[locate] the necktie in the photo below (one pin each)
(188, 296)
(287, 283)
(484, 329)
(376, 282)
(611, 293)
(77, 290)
● ● ●
Rewrite the rows above with "necktie" replaced by "tie", leaving everything else unchanged.

TASK OUTPUT >>
[locate] the tie in the photo below (one pin each)
(188, 296)
(287, 283)
(484, 329)
(376, 282)
(611, 293)
(77, 290)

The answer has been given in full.